Top of Provided entries

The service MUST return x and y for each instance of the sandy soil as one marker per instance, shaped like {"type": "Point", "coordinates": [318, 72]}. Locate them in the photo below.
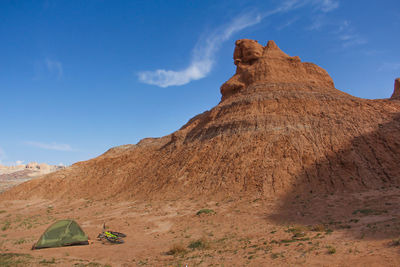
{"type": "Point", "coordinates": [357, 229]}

Bottom of Provided entries
Top of Provided entries

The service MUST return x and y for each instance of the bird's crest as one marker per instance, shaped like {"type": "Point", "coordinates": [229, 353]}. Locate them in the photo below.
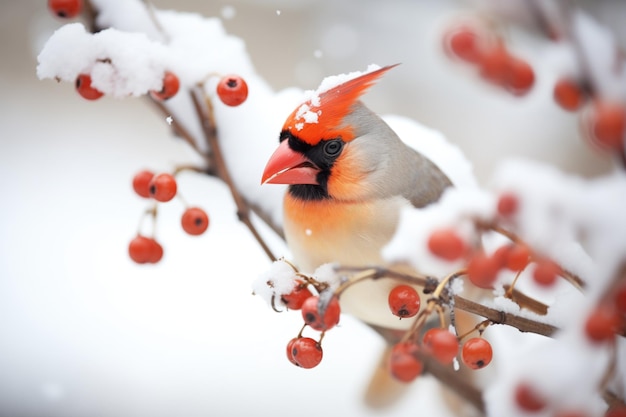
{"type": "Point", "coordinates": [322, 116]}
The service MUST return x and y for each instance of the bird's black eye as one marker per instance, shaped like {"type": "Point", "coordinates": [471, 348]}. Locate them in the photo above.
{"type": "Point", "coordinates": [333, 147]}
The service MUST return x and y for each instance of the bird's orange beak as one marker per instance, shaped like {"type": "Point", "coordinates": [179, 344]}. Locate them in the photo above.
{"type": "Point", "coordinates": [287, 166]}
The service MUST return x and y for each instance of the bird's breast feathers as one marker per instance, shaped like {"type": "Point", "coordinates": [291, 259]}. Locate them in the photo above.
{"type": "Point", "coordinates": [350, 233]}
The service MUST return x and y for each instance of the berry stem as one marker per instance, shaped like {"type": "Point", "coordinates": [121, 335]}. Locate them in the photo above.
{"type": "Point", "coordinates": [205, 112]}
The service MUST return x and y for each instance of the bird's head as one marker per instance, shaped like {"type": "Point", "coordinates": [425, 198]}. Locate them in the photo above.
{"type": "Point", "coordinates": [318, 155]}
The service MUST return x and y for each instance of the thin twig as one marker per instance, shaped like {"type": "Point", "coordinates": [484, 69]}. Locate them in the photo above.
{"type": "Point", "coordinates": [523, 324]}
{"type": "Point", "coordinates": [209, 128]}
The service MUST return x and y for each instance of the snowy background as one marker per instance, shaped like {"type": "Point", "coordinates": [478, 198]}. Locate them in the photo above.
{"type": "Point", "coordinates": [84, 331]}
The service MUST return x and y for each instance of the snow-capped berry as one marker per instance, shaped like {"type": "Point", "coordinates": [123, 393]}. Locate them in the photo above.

Bottom of Provided entries
Top of Provided entries

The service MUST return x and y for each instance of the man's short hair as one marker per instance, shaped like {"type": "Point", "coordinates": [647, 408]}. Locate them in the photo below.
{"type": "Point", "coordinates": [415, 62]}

Bottom of Provided entries

Using the records above, write out exactly the lines between the one holding "of the snowy" and the one holding "of the snow-capped", inclusive; leave everything else out.

The service MUST return x and y for each instance of the snowy background as one marker per instance, shaped like {"type": "Point", "coordinates": [478, 198]}. Locate them in the photo above.
{"type": "Point", "coordinates": [84, 331]}
The service MUST return x and y for each instance of the snow-capped berry as one marker per instance, shaped like {"type": "Point", "coordinates": [123, 393]}. Locate them in the photo above.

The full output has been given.